**EXERCISE OBJECTIVE:** Present the listing below as a numbered list, omitting any blank lines.

----------------------------------------

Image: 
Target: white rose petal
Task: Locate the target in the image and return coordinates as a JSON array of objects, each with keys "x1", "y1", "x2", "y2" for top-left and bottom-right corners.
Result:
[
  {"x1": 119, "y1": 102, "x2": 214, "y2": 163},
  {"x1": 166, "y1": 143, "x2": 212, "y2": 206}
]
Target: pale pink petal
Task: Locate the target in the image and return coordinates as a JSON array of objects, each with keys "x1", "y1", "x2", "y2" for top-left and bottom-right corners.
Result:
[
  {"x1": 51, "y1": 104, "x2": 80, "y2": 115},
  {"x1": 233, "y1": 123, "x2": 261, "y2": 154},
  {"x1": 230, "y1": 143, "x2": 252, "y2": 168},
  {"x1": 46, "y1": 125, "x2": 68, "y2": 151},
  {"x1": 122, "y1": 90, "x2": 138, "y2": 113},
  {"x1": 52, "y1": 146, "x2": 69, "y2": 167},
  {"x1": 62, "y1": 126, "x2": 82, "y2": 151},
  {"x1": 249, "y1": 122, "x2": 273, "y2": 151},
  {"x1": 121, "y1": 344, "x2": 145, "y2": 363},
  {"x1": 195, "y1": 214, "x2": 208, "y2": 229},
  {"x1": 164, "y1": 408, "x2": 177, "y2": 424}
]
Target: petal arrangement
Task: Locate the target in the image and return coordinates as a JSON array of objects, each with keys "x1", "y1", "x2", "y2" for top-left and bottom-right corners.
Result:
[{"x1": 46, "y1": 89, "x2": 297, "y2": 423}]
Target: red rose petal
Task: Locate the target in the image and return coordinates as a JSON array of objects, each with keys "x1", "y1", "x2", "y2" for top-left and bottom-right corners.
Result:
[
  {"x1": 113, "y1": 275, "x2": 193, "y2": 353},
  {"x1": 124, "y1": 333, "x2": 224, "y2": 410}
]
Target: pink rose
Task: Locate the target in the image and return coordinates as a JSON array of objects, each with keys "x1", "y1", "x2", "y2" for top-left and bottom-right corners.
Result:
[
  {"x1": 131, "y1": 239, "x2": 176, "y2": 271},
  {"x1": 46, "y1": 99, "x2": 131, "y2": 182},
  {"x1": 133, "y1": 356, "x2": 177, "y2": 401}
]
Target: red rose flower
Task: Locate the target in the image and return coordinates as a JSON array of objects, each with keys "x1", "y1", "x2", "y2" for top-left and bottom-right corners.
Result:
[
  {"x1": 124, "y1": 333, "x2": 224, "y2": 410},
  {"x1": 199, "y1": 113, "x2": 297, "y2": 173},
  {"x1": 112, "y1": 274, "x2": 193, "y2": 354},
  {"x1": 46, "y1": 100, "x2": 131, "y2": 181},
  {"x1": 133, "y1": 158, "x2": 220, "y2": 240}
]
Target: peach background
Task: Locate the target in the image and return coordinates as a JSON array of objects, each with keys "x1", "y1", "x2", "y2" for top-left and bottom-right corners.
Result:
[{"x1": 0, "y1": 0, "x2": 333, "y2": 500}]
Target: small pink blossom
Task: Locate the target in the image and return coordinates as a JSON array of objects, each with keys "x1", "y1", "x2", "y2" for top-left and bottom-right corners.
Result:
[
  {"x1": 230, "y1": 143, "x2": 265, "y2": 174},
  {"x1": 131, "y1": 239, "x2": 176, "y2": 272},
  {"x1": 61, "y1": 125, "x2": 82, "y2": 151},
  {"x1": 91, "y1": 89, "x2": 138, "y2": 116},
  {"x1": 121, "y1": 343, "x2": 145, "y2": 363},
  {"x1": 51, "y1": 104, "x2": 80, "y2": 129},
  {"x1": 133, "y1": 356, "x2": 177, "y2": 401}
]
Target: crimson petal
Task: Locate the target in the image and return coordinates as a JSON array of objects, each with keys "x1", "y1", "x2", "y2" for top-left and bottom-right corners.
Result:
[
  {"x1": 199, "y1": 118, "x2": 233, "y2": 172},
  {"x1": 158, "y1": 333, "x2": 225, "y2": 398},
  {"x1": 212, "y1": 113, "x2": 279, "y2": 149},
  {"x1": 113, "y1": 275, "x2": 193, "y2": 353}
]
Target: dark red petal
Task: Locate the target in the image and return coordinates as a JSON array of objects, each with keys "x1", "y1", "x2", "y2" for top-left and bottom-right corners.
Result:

----------------------------------------

**OUTPUT OF THE TASK:**
1. Image: 
2. Target: white rose petal
3. Task: Locate the target in the image and return coordinates as a JSON array of objects, each with keys "x1", "y1", "x2", "y2" for top-left and bottom-right corners.
4. Result:
5. [
6.   {"x1": 119, "y1": 102, "x2": 214, "y2": 163},
7.   {"x1": 166, "y1": 143, "x2": 212, "y2": 206}
8. ]
9. Target: pale pink petal
10. Task: Locate the target in the image and return coordinates as a JSON array of objects, each with keys "x1", "y1", "x2", "y2" for top-left and bottom-right corners.
11. Result:
12. [
13.   {"x1": 51, "y1": 104, "x2": 80, "y2": 115},
14.   {"x1": 233, "y1": 123, "x2": 261, "y2": 154},
15.   {"x1": 230, "y1": 143, "x2": 252, "y2": 168},
16.   {"x1": 46, "y1": 125, "x2": 68, "y2": 151},
17.   {"x1": 122, "y1": 90, "x2": 138, "y2": 113},
18.   {"x1": 52, "y1": 146, "x2": 69, "y2": 167},
19.   {"x1": 62, "y1": 126, "x2": 82, "y2": 151},
20.   {"x1": 249, "y1": 122, "x2": 273, "y2": 151},
21.   {"x1": 121, "y1": 344, "x2": 145, "y2": 363},
22.   {"x1": 195, "y1": 214, "x2": 208, "y2": 229},
23.   {"x1": 164, "y1": 408, "x2": 177, "y2": 424}
24. ]
25. Target: petal arrangement
26. Task: Locate the target in the image and return coordinates as a JSON array of objects, each with keys "x1", "y1", "x2", "y2" for top-left and bottom-right corners.
27. Result:
28. [{"x1": 46, "y1": 89, "x2": 297, "y2": 423}]
29. Target: red rose petal
30. Task: Locate the target in the image and return coordinates as a JSON array of objects, each with keys "x1", "y1", "x2", "y2" for top-left and bottom-right corners.
31. Result:
32. [
33.   {"x1": 113, "y1": 275, "x2": 193, "y2": 353},
34.   {"x1": 124, "y1": 333, "x2": 224, "y2": 410}
35. ]
36. Target: pink rose
37. Task: Locate the target in the image and return coordinates as a JSON array of objects, each with keys "x1", "y1", "x2", "y2" for top-left and bottom-right corners.
38. Result:
39. [
40.   {"x1": 131, "y1": 239, "x2": 176, "y2": 271},
41.   {"x1": 46, "y1": 99, "x2": 131, "y2": 182},
42.   {"x1": 133, "y1": 356, "x2": 177, "y2": 401}
43. ]
44. Target: red rose flower
45. Task: Locate the target in the image and return coordinates as a JSON array of objects, each with keys "x1", "y1", "x2", "y2" for top-left and bottom-right corners.
46. Result:
47. [
48.   {"x1": 124, "y1": 333, "x2": 224, "y2": 410},
49.   {"x1": 199, "y1": 113, "x2": 297, "y2": 173},
50.   {"x1": 112, "y1": 274, "x2": 193, "y2": 354},
51.   {"x1": 46, "y1": 100, "x2": 131, "y2": 181},
52.   {"x1": 133, "y1": 158, "x2": 220, "y2": 240}
53. ]
54. Target: peach background
55. Task: Locate the target in the image and return coordinates as a JSON array of objects, each with keys "x1", "y1", "x2", "y2" for top-left and bottom-right corners.
56. Result:
57. [{"x1": 0, "y1": 0, "x2": 333, "y2": 500}]
58. Target: small pink blossom
59. Task: Locate the target in the image and return coordinates as a JSON array of objects, each with keys "x1", "y1", "x2", "y2" for top-left and bottom-right corners.
60. Result:
61. [
62.   {"x1": 230, "y1": 143, "x2": 265, "y2": 174},
63.   {"x1": 131, "y1": 239, "x2": 176, "y2": 272},
64.   {"x1": 61, "y1": 125, "x2": 82, "y2": 151},
65.   {"x1": 91, "y1": 89, "x2": 138, "y2": 116},
66.   {"x1": 121, "y1": 343, "x2": 145, "y2": 363},
67.   {"x1": 51, "y1": 104, "x2": 80, "y2": 129},
68.   {"x1": 133, "y1": 356, "x2": 177, "y2": 401}
69. ]
70. Target: crimson petal
71. Task: Locate the target in the image and return coordinates as a JSON array of objects, each with keys "x1", "y1", "x2", "y2" for top-left and bottom-right corners.
72. Result:
73. [
74.   {"x1": 199, "y1": 118, "x2": 233, "y2": 172},
75.   {"x1": 158, "y1": 333, "x2": 225, "y2": 398},
76.   {"x1": 212, "y1": 113, "x2": 279, "y2": 149},
77.   {"x1": 113, "y1": 275, "x2": 193, "y2": 353}
78. ]
79. Target: dark red petal
80. Task: Locate the target in the image and return coordinates as a JSON array of objects, each with keys "x1", "y1", "x2", "y2" for top-left and bottom-right corners.
81. Result:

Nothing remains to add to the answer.